The implementation takes a typical voltage mode control loop designed to give out a regulated 5V output from an unregulated input of 12 - 24V DC (typical solar panel voltage ranges). First, the output voltage is sensed, scaled down and fed to an analog to digital converter which feedback the digital equivalent of the output voltage to the control loop. Then, the feedback is subtracted from a fixed reference to get the error signal. The error signal is passed through the PID compensator to get the control value. The control value determines the pulse width of the next control cycle. The difference equation was implemented in a control loop with a bandwidth of 50 KHz.

 $U(k) = U(k-1) + K_P \times error + K_I x integral + kd$ (1)

where,  $U(k) = current \ control \ value$ ,

 $U(k-1) = revious \ control \ value,$   $error(k) = current \ error,$   $error(k-1) = previous \ error,$   $K_P = Proportional \ constant,$   $K_I = Integral \ constant,$  $K_D = Derivative \ constant$  The process is broken down to three modules; the comparator module, the PID module and the PWM generator module. The three modules are triplicated to compute the outputs and compare with each other. The error, the control and the pulse width are the three values to be voted on in TMR.

At steady state, with no fault, the duty cycle of the output square wave is constant for a fixed load and constant input. In this particular case, at no load and 12V constant input, the duty cycle is 42% 53% for half load of 2.5W and 65% at a full load of 5W.

### 4.1 Fault Impact Analysis

Fault impact analysis is done by observing the duty cycle of the output pulse from the PWM generator at fixed load conditions. For this test, the load and input voltages are kept constant to observe only the impact of transient faults on the output. The period of the output square wave is kept constant at 1ms (1 KHz PWM frequency) and the duty cycle is varied by the controller to keep the output voltage regulated at  $5V \pm 1\%$ . A momentary fault in the controller will result in a wrong duty cycle of the pulse which may cause a temporary output overshoot or undershoot.

## 4.2 Baseline Case

This case is used as a reference. In this case, the system runs without TMR and with no fault injected. The test was run for 10,000 PWM cycles (10 seconds) at steady state and the following result was obtained (see Table 2).

## 4.3 Result at Injection Rate of 1/3000 (one in 3000 cycles)

As in the previous case, the test was run for 10,000 pulse cycles (10 seconds) at steady state. As shown in Table 3, both overshoot and undershoot conditions were observed in the data (even if it is too fast to observe on the scope). Although, the output regulation

is not affected as much, the transient could damage the power switches at higher load currents if occurs frequently.

▸ ENTRIES PROVIDED
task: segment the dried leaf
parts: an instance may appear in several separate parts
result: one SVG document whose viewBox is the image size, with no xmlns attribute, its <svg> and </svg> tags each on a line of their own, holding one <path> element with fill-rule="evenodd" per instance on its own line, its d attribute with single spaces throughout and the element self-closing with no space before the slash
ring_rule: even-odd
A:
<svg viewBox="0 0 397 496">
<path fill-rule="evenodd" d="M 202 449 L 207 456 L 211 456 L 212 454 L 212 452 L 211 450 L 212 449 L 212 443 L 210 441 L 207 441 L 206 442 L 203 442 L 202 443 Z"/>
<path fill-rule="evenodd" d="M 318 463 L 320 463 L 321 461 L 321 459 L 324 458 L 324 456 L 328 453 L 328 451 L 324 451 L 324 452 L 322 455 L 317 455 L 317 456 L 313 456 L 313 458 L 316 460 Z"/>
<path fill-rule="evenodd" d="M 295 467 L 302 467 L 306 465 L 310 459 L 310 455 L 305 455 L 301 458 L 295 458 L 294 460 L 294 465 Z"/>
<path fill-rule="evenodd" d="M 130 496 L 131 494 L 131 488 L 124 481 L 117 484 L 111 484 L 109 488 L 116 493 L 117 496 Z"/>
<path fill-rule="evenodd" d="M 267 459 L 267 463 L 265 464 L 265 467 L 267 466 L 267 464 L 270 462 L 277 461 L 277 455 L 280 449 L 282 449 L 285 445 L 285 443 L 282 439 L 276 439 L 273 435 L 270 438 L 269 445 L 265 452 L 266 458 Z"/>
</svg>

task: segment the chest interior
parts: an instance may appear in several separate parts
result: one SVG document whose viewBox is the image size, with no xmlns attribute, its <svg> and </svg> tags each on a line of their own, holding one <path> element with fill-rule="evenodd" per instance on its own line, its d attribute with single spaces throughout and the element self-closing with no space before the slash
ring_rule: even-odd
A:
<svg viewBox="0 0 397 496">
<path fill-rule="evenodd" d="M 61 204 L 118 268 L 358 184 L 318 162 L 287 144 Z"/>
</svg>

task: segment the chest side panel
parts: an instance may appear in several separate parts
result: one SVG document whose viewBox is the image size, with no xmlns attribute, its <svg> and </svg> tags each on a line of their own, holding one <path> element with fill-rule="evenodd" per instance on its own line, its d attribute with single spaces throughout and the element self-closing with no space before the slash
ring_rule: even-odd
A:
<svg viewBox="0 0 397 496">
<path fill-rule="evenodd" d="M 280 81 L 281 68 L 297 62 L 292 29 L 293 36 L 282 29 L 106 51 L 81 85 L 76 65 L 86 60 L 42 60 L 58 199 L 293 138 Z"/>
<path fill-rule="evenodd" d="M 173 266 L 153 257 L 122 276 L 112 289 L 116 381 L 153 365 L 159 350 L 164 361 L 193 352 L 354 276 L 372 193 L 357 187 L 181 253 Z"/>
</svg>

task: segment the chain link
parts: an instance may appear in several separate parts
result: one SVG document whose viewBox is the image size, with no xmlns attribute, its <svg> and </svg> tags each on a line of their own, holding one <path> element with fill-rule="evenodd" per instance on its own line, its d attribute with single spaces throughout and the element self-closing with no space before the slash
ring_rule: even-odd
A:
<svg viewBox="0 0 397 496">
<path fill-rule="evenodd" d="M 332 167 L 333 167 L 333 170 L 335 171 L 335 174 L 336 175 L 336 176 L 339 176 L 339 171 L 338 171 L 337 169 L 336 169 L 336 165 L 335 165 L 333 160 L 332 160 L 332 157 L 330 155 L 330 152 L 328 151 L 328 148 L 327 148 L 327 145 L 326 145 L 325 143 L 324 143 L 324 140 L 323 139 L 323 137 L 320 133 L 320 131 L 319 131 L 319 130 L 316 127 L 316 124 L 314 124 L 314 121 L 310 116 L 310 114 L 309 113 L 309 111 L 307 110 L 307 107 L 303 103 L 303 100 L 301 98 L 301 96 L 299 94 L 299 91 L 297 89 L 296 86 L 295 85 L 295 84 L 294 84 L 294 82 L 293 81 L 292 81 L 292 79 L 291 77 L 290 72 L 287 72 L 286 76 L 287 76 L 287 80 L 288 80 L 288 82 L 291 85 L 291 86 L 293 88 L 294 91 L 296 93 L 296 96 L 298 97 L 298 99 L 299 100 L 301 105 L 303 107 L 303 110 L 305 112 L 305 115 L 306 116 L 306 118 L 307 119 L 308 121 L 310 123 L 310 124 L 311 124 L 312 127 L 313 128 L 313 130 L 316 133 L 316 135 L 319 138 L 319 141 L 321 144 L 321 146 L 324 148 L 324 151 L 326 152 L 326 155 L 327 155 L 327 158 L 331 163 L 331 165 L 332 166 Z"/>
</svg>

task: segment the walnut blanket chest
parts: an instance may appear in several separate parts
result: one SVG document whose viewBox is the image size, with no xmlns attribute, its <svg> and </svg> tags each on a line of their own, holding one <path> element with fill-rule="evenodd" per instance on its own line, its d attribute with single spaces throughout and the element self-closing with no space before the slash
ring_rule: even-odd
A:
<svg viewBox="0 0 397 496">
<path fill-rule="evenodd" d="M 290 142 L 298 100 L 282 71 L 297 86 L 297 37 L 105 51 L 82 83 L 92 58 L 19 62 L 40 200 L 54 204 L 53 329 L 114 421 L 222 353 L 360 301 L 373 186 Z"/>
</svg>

▸ EXERCISE REQUIREMENTS
Will you quote the control-loop passage above, starting at the words containing "Fault impact analysis is" and ending after "(see Table 2)."?

▸ FINAL RESULT
Fault impact analysis is done by observing the duty cycle of the output pulse from the PWM generator at fixed load conditions. For this test, the load and input voltages are kept constant to observe only the impact of transient faults on the output. The period of the output square wave is kept constant at 1ms (1 KHz PWM frequency) and the duty cycle is varied by the controller to keep the output voltage regulated at  $5V \pm 1\%$ . A momentary fault in the controller will result in a wrong duty cycle of the pulse which may cause a temporary output overshoot or undershoot.

## 4.2 Baseline Case

This case is used as a reference. In this case, the system runs without TMR and with no fault injected. The test was run for 10,000 PWM cycles (10 seconds) at steady state and the following result was obtained (see Table 2).